++++ DATASET RECORDS ++++

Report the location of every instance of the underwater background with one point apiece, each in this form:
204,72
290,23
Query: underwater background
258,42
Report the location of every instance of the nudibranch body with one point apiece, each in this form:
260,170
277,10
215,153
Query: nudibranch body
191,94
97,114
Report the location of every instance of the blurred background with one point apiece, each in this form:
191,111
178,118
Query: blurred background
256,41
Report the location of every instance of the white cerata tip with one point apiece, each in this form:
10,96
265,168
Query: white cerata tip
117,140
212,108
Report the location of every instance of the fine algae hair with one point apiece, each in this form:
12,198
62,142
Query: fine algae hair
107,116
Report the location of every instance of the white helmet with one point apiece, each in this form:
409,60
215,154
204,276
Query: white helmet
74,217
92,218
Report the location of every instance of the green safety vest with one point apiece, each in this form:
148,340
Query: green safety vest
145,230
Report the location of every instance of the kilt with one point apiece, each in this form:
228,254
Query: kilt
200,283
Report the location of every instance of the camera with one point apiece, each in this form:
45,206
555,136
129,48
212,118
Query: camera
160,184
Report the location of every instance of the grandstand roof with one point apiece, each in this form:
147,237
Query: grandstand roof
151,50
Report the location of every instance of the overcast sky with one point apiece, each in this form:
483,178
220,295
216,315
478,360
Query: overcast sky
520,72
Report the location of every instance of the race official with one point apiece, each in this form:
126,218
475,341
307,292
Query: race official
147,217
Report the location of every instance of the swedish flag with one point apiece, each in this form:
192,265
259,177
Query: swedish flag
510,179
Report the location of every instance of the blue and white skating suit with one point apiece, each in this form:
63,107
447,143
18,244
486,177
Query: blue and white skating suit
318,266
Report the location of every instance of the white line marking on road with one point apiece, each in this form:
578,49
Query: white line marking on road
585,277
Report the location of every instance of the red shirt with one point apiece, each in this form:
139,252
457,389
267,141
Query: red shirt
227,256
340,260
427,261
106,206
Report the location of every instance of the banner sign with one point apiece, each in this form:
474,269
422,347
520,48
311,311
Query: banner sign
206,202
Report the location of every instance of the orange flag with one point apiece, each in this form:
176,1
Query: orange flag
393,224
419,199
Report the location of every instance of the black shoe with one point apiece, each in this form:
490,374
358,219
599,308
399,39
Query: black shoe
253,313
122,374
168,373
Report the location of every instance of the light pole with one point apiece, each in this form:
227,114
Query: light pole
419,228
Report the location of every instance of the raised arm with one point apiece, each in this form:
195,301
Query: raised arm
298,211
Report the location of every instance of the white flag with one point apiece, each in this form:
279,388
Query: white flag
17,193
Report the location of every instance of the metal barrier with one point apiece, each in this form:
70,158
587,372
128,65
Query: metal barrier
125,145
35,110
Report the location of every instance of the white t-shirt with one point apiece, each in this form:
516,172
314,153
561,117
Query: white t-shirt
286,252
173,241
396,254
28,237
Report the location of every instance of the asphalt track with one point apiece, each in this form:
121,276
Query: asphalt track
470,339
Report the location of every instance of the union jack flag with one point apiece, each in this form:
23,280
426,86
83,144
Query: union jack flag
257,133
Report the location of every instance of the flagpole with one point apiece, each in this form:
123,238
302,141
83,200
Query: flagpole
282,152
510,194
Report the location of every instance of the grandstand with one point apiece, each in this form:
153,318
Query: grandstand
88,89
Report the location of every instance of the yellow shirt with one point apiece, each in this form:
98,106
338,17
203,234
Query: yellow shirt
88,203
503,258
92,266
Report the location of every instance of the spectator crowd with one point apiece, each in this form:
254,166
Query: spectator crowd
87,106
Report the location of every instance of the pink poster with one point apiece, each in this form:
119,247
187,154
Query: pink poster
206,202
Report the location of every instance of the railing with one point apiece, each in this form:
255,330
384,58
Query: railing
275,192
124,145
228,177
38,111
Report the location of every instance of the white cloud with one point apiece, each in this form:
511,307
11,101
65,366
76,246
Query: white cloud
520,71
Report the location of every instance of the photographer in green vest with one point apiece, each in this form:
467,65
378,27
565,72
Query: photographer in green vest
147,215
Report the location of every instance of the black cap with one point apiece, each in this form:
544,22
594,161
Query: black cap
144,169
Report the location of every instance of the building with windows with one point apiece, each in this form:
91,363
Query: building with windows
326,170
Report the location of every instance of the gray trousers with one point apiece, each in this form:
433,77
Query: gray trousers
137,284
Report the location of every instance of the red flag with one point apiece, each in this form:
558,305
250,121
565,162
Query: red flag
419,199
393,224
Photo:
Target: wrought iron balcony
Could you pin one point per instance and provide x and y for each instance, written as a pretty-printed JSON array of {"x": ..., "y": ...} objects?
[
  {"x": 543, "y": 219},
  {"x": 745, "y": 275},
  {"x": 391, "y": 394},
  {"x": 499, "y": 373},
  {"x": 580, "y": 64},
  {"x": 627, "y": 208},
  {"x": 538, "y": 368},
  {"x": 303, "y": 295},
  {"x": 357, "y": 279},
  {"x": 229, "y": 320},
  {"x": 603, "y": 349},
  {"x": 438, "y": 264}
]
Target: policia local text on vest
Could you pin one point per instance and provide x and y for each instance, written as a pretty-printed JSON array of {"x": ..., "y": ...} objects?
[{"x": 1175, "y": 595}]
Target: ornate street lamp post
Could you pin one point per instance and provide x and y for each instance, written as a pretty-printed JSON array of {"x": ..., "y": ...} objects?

++++

▶ _INSTRUCTIONS TO FOLLOW_: The task calls for all lines in the entries that hold "Target".

▶ _EXERCISE SOLUTION_:
Target: wrought iron balcony
Target: policia local text on vest
Target: ornate street lamp post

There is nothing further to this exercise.